Referring expression data:
##########

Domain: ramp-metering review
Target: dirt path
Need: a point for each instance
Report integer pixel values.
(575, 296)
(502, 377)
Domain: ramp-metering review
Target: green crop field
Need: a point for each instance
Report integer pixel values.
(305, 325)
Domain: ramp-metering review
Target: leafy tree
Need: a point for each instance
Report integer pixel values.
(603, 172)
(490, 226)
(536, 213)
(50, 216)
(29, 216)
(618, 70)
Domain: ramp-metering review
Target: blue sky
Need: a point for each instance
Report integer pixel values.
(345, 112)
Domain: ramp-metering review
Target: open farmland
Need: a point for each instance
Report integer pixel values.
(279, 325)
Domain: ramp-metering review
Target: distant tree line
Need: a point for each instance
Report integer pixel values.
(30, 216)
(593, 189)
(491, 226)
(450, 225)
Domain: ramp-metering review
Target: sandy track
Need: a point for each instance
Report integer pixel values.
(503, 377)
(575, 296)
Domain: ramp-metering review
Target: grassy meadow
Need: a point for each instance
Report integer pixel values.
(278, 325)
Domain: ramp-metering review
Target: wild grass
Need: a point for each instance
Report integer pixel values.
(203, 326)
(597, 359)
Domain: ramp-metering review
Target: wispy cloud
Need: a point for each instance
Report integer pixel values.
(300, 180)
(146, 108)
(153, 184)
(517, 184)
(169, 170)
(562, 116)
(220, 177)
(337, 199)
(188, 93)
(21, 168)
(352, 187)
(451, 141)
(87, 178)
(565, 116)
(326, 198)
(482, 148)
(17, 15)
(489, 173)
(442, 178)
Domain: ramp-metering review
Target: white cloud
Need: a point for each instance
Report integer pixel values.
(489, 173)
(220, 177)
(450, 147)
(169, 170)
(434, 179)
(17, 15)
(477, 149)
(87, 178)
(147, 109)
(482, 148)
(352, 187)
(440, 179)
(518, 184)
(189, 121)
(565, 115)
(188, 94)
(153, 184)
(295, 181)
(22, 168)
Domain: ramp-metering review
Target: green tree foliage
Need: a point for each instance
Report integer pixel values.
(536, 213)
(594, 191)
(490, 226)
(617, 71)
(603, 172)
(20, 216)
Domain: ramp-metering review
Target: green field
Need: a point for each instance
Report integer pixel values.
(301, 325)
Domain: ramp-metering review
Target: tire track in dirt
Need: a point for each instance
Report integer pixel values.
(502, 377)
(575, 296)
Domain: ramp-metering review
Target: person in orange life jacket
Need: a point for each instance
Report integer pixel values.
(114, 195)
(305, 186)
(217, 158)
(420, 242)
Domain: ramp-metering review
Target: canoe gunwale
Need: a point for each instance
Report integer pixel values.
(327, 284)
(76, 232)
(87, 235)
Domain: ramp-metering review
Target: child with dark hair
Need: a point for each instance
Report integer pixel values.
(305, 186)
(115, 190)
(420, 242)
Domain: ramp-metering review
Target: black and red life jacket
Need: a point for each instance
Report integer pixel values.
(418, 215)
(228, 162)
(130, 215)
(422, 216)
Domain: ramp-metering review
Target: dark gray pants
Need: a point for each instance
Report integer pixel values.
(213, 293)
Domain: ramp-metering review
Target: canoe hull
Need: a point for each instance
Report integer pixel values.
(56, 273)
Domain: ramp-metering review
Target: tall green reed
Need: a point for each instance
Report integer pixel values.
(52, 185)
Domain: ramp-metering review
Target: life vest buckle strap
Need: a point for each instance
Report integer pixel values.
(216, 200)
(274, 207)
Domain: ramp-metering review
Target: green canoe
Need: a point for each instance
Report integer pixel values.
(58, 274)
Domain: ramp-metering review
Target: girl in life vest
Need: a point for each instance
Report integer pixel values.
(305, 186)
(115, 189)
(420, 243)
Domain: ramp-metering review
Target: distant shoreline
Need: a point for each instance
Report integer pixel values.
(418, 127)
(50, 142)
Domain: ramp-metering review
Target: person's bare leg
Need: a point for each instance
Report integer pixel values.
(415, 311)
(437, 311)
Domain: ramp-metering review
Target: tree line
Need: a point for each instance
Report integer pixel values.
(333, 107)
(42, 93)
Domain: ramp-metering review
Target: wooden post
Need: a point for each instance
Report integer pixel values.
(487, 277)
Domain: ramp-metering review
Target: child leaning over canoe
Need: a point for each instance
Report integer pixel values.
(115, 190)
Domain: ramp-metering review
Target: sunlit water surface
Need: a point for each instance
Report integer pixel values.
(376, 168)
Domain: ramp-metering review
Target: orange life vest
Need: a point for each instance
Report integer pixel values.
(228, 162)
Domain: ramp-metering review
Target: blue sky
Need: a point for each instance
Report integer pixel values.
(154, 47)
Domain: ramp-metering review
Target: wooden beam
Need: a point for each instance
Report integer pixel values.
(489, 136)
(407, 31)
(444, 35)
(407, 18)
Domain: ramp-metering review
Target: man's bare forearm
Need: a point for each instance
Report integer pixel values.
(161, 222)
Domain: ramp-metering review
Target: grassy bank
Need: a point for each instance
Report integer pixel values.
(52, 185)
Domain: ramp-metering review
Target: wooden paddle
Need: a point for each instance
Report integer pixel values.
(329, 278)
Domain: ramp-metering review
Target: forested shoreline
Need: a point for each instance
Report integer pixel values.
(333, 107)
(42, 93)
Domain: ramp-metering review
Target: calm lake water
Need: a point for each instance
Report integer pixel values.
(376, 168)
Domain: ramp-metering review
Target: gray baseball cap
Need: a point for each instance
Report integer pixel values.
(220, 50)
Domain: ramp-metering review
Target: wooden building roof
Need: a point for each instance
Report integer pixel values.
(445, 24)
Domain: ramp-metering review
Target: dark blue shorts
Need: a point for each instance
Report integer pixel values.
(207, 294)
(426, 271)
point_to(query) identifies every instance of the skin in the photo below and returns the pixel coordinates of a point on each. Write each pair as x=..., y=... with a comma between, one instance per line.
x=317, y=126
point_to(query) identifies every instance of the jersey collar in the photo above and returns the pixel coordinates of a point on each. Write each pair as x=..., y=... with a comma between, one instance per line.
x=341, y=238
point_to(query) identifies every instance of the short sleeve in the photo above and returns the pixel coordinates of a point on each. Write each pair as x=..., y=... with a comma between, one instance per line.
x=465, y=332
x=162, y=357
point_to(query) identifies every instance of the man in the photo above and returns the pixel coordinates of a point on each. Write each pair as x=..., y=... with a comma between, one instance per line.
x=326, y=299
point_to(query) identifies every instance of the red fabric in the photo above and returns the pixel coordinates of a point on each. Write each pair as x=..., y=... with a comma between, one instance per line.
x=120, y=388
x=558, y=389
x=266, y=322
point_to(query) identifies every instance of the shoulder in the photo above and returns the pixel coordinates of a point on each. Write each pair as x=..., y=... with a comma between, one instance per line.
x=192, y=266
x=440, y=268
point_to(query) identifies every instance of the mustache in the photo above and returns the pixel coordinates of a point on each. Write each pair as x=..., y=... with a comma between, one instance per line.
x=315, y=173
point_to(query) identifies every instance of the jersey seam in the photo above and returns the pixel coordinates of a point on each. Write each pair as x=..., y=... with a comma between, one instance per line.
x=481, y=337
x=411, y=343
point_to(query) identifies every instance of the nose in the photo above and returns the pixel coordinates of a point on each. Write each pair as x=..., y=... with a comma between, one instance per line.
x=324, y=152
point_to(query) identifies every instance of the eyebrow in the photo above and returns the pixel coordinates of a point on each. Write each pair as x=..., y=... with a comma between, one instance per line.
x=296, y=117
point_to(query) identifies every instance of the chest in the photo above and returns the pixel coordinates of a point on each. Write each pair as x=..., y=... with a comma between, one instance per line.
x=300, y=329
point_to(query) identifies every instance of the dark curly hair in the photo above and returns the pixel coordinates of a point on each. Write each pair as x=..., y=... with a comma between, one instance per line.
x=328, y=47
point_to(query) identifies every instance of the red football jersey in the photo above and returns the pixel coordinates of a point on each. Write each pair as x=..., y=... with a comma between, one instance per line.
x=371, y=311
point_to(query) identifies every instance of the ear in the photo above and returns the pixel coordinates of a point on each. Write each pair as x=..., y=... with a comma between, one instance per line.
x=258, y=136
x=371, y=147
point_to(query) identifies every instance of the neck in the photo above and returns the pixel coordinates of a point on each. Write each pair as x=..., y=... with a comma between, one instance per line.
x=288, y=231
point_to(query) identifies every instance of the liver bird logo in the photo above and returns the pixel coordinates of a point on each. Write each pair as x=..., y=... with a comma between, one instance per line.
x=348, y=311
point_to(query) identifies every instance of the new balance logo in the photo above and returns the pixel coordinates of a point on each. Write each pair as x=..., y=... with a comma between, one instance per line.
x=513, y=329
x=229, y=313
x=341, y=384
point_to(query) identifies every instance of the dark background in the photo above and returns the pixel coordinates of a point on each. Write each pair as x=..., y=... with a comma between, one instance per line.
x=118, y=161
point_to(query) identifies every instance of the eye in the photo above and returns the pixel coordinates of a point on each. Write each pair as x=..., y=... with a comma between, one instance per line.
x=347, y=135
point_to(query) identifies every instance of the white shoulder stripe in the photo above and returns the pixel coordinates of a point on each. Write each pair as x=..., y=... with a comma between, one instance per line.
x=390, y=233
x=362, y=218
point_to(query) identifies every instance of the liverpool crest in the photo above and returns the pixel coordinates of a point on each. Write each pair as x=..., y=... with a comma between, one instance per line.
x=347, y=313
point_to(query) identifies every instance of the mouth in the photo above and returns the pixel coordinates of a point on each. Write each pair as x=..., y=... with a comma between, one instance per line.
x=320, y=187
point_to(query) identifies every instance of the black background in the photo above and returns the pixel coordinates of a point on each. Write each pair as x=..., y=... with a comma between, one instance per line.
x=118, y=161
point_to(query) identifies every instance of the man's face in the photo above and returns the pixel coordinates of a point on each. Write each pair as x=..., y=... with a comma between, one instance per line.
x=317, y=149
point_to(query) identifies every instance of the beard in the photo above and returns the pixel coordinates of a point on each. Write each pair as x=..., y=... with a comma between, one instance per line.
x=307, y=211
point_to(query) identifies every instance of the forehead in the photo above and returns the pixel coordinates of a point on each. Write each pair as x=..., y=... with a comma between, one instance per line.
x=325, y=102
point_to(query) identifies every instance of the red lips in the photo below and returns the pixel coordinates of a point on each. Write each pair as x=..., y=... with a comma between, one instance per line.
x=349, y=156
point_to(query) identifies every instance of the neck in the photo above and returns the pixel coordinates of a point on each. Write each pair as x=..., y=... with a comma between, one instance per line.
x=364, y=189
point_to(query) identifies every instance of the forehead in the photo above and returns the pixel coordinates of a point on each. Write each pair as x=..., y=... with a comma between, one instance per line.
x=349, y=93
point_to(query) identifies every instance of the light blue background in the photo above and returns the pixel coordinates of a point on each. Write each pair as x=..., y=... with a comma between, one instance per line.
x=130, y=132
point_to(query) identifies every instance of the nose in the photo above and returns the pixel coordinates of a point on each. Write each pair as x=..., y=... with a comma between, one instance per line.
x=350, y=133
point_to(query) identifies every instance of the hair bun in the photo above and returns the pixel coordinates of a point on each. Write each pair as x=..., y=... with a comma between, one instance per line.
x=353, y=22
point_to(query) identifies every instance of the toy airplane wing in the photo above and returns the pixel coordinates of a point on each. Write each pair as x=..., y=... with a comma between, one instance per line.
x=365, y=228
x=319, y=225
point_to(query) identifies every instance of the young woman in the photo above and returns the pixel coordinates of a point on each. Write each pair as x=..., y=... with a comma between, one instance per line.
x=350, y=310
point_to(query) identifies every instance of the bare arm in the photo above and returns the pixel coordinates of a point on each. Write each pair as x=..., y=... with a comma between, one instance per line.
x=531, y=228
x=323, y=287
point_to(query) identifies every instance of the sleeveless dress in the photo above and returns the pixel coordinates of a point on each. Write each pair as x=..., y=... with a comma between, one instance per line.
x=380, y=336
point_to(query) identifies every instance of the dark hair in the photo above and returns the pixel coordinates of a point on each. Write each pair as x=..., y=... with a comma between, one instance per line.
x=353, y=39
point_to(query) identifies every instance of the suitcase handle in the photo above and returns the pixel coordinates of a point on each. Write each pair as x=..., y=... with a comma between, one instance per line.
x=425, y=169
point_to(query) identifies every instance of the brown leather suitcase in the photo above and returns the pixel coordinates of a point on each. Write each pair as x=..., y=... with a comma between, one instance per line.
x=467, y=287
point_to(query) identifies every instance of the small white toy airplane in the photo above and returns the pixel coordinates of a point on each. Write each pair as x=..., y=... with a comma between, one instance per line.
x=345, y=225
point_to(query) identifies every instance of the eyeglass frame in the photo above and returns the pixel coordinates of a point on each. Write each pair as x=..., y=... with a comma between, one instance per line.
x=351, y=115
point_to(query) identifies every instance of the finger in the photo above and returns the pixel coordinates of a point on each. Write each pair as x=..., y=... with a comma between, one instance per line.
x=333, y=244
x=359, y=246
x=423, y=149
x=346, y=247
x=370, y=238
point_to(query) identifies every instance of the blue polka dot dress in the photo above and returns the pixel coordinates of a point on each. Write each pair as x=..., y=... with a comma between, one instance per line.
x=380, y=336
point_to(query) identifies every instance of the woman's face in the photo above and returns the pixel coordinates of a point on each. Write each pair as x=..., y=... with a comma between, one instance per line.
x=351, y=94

##########

§ Activity:
Within the entries above, how many lines include the word "canoe"? Respond with the number only.

§ Response to this exercise:
4